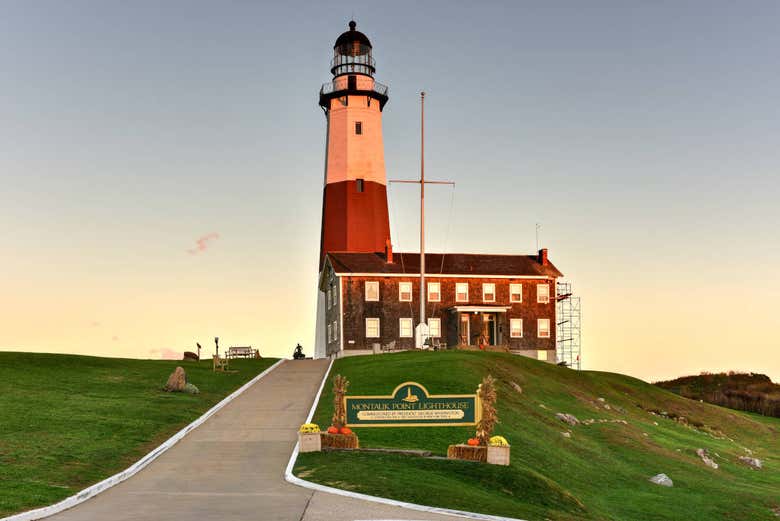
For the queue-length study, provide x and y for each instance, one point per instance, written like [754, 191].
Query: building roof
[443, 264]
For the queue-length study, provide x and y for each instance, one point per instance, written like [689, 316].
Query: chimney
[543, 257]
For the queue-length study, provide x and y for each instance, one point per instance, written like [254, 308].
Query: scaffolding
[568, 322]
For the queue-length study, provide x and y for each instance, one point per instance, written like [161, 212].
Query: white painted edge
[290, 478]
[97, 488]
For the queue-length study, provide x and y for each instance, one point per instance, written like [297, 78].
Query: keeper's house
[372, 301]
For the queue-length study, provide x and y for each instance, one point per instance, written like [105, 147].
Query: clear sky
[644, 136]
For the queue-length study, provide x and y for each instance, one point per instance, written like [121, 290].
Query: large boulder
[567, 418]
[176, 381]
[753, 463]
[663, 480]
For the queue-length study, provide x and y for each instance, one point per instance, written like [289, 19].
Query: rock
[567, 418]
[663, 480]
[176, 381]
[705, 457]
[753, 463]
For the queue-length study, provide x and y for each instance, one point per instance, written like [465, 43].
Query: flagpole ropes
[422, 182]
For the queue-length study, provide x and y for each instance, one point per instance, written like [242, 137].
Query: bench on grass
[243, 352]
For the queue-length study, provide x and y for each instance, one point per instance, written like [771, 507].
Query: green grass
[599, 473]
[67, 422]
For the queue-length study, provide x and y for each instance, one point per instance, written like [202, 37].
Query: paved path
[232, 466]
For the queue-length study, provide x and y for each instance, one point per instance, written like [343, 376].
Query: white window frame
[515, 286]
[437, 332]
[539, 322]
[485, 285]
[371, 284]
[438, 286]
[401, 322]
[512, 329]
[372, 320]
[540, 298]
[457, 292]
[401, 292]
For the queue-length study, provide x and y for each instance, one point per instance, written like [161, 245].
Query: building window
[542, 293]
[489, 292]
[372, 328]
[405, 328]
[405, 291]
[543, 328]
[516, 327]
[434, 292]
[515, 293]
[372, 291]
[434, 327]
[461, 292]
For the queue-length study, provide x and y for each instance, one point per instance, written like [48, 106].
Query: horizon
[162, 169]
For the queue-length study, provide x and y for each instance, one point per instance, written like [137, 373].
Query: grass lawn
[67, 422]
[601, 472]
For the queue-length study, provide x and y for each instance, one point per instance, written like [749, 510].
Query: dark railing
[330, 87]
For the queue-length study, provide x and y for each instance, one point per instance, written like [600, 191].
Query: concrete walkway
[232, 466]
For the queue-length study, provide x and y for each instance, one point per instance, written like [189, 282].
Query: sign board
[410, 405]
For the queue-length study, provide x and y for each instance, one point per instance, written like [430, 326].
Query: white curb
[97, 488]
[290, 478]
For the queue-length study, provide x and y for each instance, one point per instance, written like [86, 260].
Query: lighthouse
[354, 198]
[354, 203]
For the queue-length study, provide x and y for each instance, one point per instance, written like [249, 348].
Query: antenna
[538, 227]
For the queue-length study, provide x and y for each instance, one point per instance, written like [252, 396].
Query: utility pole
[422, 324]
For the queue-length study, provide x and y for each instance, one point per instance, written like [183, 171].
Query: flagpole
[423, 321]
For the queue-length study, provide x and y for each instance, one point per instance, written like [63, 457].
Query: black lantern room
[352, 54]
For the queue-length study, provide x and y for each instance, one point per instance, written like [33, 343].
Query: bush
[191, 389]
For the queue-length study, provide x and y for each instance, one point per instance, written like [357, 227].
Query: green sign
[410, 405]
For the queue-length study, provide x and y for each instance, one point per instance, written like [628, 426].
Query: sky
[161, 167]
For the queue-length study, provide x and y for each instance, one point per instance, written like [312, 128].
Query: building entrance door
[489, 328]
[464, 329]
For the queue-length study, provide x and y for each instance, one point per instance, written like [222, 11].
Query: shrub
[190, 388]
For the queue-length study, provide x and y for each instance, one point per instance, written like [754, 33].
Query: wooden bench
[243, 352]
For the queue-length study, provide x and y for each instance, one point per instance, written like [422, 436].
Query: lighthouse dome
[352, 53]
[349, 38]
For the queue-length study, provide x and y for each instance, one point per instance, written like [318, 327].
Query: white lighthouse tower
[354, 203]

-- -- --

Short problem: Copy the material above exactly and drop the pictures.

Solved exercise:
For the queue-length study, provide x and y for each instance, one point per instance, written like [754, 191].
Query: building roof
[443, 264]
For the queue-length study, provide x and y for each instance, one point per instance, written like [689, 316].
Query: chimney
[543, 257]
For the queue-length study, provide x and y for each instance, one point per instance, written like [254, 308].
Query: scaffolding
[568, 322]
For the queue-length study, provide x and y for each instance, one point per instance, written like [161, 212].
Query: white painted edge
[290, 478]
[97, 488]
For the queue-length study, provide x and y for each instance, one point per instance, written like [297, 78].
Query: keeper's house
[372, 301]
For the queue-length study, provide x and y for each instance, one point per instance, written like [105, 147].
Query: clear sky
[644, 136]
For the queue-length study, provide x and y for each instance, one point per instance, written like [121, 290].
Query: large boulder
[567, 418]
[176, 381]
[753, 463]
[663, 480]
For the queue-length study, provide x and y for each instance, one point per instance, written like [289, 19].
Query: rock
[567, 418]
[663, 480]
[176, 381]
[705, 457]
[753, 463]
For the queue-length study, provide x and y for each instance, one point per instance, written like [465, 43].
Query: flagpole ropes
[422, 182]
For the queue-length study, provide x and y for each instance, one point per instance, written like [242, 137].
Query: bench on grass
[243, 352]
For the queue-length study, provide x and y for each instance, one point per instance, written like [771, 507].
Query: green grass
[599, 473]
[67, 422]
For the queue-length study, provide x and y for each instance, one point per instance, written like [202, 37].
Query: paved path
[232, 466]
For the queue-length study, provide x and y for each instance, one point per instance, written like [343, 376].
Query: white window frame
[515, 286]
[437, 332]
[539, 322]
[485, 285]
[371, 284]
[438, 286]
[401, 322]
[512, 329]
[372, 320]
[540, 298]
[457, 292]
[401, 292]
For the queue-length study, provide x and y for each instance, one point per instance, written like [161, 245].
Query: building window
[542, 293]
[489, 292]
[372, 328]
[405, 328]
[405, 291]
[543, 328]
[516, 327]
[434, 292]
[515, 293]
[372, 291]
[434, 327]
[461, 292]
For the queue-length study, provide x and y for each instance, one point per instance, written like [48, 106].
Query: horizon
[162, 169]
For the queue-length study, provide x and y for each instance, one point per instance, written like [137, 373].
Query: grass lawn
[67, 422]
[601, 472]
For the queue-length study, provide x and y for each instance, one point per instance, written like [749, 510].
Query: dark railing
[330, 87]
For the queue-length study, provide x and y for each instance, one point per instance, written like [600, 191].
Query: concrete walkway
[232, 466]
For the queue-length study, provide x and y for each instance, one point per instance, written like [189, 282].
Query: sign board
[410, 405]
For the queue-length study, provide x and y for each instance, one point per instance, written like [430, 326].
Query: white curb
[97, 488]
[290, 478]
For the queue-length study, provide x and y for each instance, one point per instance, written like [86, 260].
Query: lighthouse
[354, 198]
[354, 203]
For the queue-length study, provide x and y for each instance, one point per instance, written like [249, 348].
Query: antenna
[538, 227]
For the queue-length study, provide x and y for each instance, one point per instance, written like [252, 396].
Query: utility pole
[422, 324]
For the queue-length study, provide x and y for each instance, one point per instance, written like [183, 171].
Query: flagpole
[423, 321]
For the queue-length study, provide x and y for each instance, one point per instance, written like [63, 457].
Query: black lantern room
[352, 54]
For the queue-length study, provide x and y for each instance, one point per instance, written like [33, 343].
Query: bush
[191, 389]
For the queue-length study, provide x and y for each instance, one point per instance, written like [357, 227].
Query: green sign
[410, 405]
For the queue-length study, provide x and y for each instance, one point per instance, written like [628, 426].
Query: sky
[161, 167]
For the queue-length study, provide x and y for each instance, one point per instance, written like [312, 128].
Query: building entrance door
[489, 328]
[464, 329]
For the queue-length study, provide x and y for each instance, one point per instance, written like [222, 11].
Query: shrub
[190, 388]
For the queue-length study, provide x and y for each instance, one point per instance, written like [754, 33].
Query: wooden bench
[243, 352]
For the queue-length study, provide x and y for each instance, one point per instance, written like [422, 436].
Query: lighthouse dome
[352, 53]
[349, 38]
For the queue-length study, provide x and y for each instance, one point per instance, written like [318, 327].
Query: white lighthouse tower
[354, 203]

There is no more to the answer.